──────── Selected excerpt

Music Industry To Unite For ‘Black Out Tuesday’
On Sunday, American cities saw further unrest as protesters marched against police brutality for the sixth consecutive day. The worldwide movement started in Minneapolis on May 25th, after a video went viral showing a police officer killing an unarmed 46-year-old African American man named George Floyd by kneeling on his neck for over nine minutes.
Demonstrations raged across the country reaching 75 cities in the US, where protesters were met with aggressive police tactics and ‘excessive force’, as flagged by Amnesty International.
“The protests are not necessarily about Floyd’s killing in particular, but about the savagery and carnage that his death represents: The nearly unchecked ability of the state to act with impunity in the oppression of black bodies and the taking of black life,” says Blow, opinion columnist for the New York Times.
People in cities around the world, athletes, pop stars and world leaders, have expressed their solidarity on social media, through peaceful marches, signing petitions and supporting black-owned businesses. Major music labels and artists have pledged to cease business activity on ‘Black Out Tuesday’ while promoting the hashtag #TheShowMustBePaused to ‘provoke accountability’ in the wake of George Floyd death.

────────────────
──────── Entries provided

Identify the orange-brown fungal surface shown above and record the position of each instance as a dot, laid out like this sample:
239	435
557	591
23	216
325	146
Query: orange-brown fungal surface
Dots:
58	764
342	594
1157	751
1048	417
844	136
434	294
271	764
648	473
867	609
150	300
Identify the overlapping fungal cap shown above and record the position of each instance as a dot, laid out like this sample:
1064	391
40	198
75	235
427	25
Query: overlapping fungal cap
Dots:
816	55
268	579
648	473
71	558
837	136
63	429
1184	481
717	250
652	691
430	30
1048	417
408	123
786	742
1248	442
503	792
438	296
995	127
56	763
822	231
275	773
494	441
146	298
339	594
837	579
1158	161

────────────────
──────── Entries provided

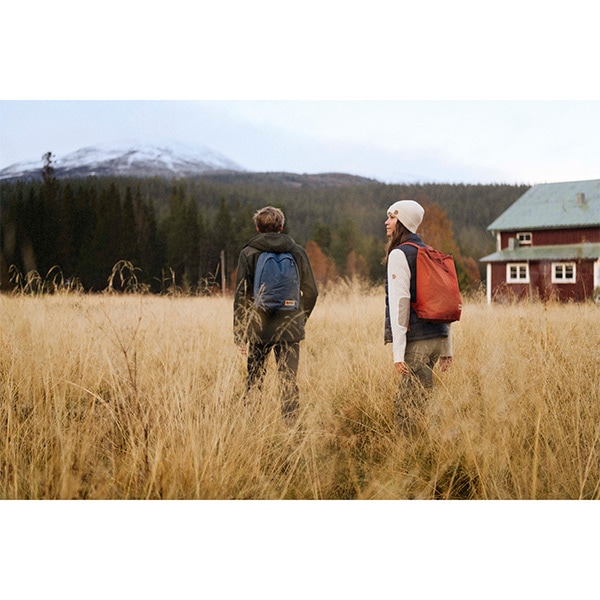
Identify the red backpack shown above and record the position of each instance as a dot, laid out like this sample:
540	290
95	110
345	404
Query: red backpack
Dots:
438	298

────────────────
──────── Entries provided

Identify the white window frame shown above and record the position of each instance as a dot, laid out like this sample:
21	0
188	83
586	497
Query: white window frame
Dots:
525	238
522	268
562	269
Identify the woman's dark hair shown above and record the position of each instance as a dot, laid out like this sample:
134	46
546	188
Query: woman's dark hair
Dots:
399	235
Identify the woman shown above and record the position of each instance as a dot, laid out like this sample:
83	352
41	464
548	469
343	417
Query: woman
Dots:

────────────────

# Directions for this task:
According to the Black Out Tuesday article, which organization flagged the police response to the protesters as "excessive force"?

# Written response:
Amnesty International